SELECTED EXTRACT:
Women key to effective development
Unfolding events in Afghanistan have brought worldwide attention to the severe treatment of women under the Taliban. As the Afghan people prepare to rebuild their country, and as they explore ways to include women in this process, World Bank experts say that countries which promote women’s rights and increase their access to resources and schooling enjoy lower poverty rates, faster economic growth and less corruption than countries that do not.
Gender inequality hurts all members of society, not just girls and women. World Bank research — including an in-depth report released earlier this year called Engendering Development shows that countries with smaller gaps between women and men in areas such as education, employment, and property rights not only have lower child malnutrition and mortality, they also have more transparent business and government and faster economic growth, which in turn helps to further narrow the gender gap.
“Increasing gender equality is central to the idea of development as freedom, of expanding the choices and control that people have over their lives,” says Nicholas Stern, World Bank Chief Economist, and Senior Vice-President for Development Economics. “The evidence shows that education, health productivity, credit and governance work better when women are involved.”
“Societies that discriminate on the basis of gender pay a significant price — in greater poverty, slower economic growth, weaker governance, and a lower quality of life,” says Elizabeth King, Lead Economist in the Bank’s Development Research Group and co-author of Engendering Development.

SUPPLIED DATA:
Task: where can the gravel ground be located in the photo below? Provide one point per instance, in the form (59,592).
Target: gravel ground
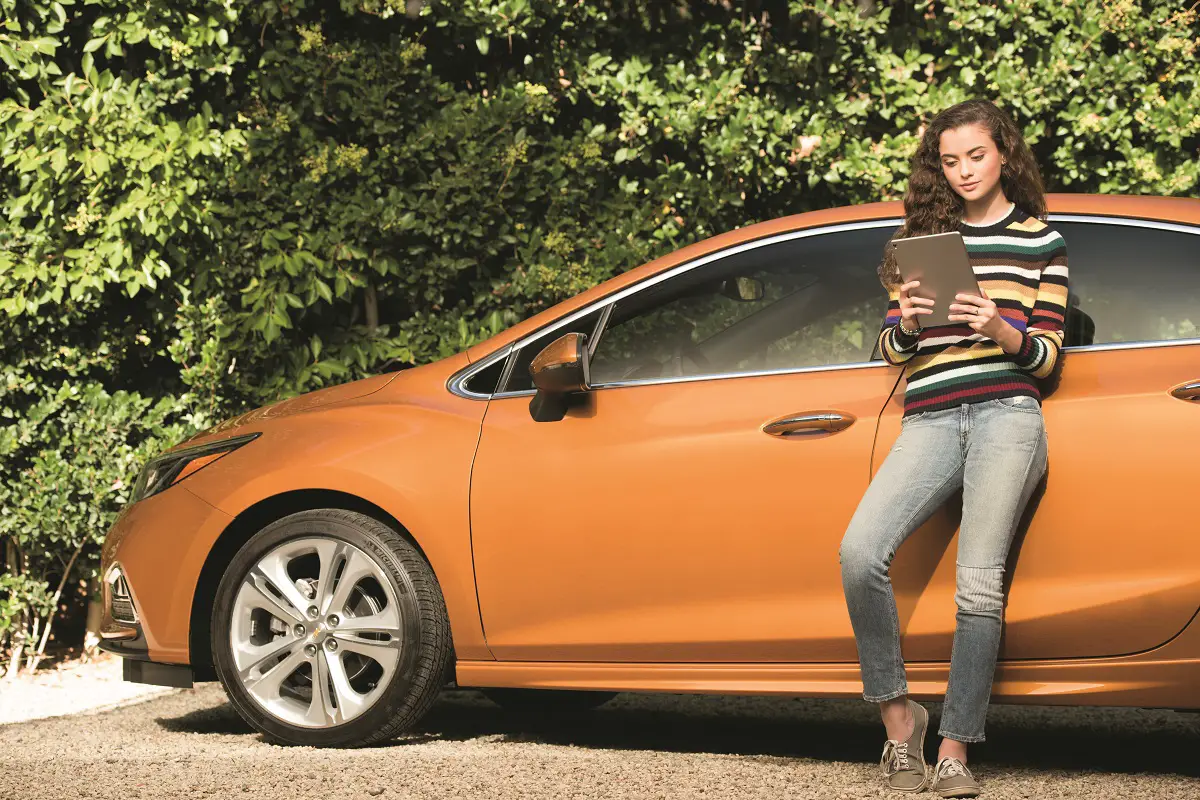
(648,746)
(71,687)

ASSIGNMENT 1:
Answer these questions about the article on women and development, one line each:
(a) What is the title of the in-depth World Bank report released earlier in the year?
(b) What two positions does Nicholas Stern hold at the World Bank?
(c) In which part of the Bank does Elizabeth King work as Lead Economist?
ASSIGNMENT 2:
In one to three sentences, explain why the article on women and development says gender inequality hurts all members of society and not only girls and women.
ASSIGNMENT 3:
Rewrite the stretch of the article on women and development from "Gender inequality hurts" through "the gender gap.", replacing "malnutrition" with "undernutrition".

EXERCISE ANSWER 1:
(a) Engendering Development.
(b) World Bank Chief Economist and Senior Vice-President for Development Economics.
(c) The Bank's Development Research Group.

EXERCISE ANSWER 2:
World Bank research shows that countries with smaller gaps between women and men in education, employment, and property rights have lower child malnutrition and mortality. These countries also have more transparent business and government and faster economic growth, which in turn helps narrow the gender gap further.

EXERCISE ANSWER 3:
Gender inequality hurts all members of society, not just girls and women. World Bank research — including an in-depth report released earlier this year called Engendering Development shows that countries with smaller gaps between women and men in areas such as education, employment, and property rights not only have lower child undernutrition and mortality, they also have more transparent business and government and faster economic growth, which in turn helps to further narrow the gender gap.